*Problem details*. Reproduce, verbatim and with nothing else, the lines of the material below starting at the line that contains "wanted | a marker on every instance of the white t-shirt" and ending at the line that contains "<point>56,180</point>", including both of those lines.

*Material for this exercise*.
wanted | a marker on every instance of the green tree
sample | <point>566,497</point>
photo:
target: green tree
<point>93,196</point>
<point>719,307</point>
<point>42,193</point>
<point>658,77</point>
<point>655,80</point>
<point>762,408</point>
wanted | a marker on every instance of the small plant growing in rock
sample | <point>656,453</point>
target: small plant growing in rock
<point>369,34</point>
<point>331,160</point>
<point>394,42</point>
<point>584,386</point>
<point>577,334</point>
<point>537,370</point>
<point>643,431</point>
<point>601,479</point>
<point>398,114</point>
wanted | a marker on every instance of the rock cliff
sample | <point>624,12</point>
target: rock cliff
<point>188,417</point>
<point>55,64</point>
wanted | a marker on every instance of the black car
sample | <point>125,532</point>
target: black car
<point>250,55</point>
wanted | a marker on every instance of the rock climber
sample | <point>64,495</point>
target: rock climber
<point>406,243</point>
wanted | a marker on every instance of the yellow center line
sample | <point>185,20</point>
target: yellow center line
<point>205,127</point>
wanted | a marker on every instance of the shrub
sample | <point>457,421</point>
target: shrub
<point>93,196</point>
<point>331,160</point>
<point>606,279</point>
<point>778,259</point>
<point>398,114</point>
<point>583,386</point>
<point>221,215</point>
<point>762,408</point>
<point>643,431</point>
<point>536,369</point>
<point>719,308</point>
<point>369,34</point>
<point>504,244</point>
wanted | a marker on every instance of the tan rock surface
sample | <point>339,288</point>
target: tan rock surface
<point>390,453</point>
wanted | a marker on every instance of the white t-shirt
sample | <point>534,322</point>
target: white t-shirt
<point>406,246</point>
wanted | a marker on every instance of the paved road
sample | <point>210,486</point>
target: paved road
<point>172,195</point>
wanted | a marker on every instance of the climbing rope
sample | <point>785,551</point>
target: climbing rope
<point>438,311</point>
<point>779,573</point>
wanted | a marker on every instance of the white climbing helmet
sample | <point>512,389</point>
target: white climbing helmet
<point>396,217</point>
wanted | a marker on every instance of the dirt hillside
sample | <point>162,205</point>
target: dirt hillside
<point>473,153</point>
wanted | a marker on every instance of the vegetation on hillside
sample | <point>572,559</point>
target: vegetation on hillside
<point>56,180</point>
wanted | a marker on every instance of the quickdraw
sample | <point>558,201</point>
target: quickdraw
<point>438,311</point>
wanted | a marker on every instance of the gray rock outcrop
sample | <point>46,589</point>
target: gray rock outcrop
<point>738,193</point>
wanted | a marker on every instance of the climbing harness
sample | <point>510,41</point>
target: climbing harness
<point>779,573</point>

*Reply to the exercise*.
wanted | a marker on every instance of the white t-shirt
sample | <point>534,322</point>
target: white t-shirt
<point>406,246</point>
wanted | a marker on every instance of the paved road
sample | <point>210,486</point>
target: paved road
<point>172,195</point>
wanted | a marker on every instance of the climbing rope
sample | <point>785,551</point>
target: climbing rope
<point>438,311</point>
<point>779,573</point>
wanted | a marker on every instance of the white climbing helmet
sample | <point>512,389</point>
target: white climbing helmet
<point>396,217</point>
wanted | a marker on every instance of the dirt hillside
sample | <point>162,205</point>
target: dirt hillside
<point>473,153</point>
wanted | a marker on every instance of the vegetation on hillside
sample | <point>572,559</point>
target: vegetation on hillside
<point>56,180</point>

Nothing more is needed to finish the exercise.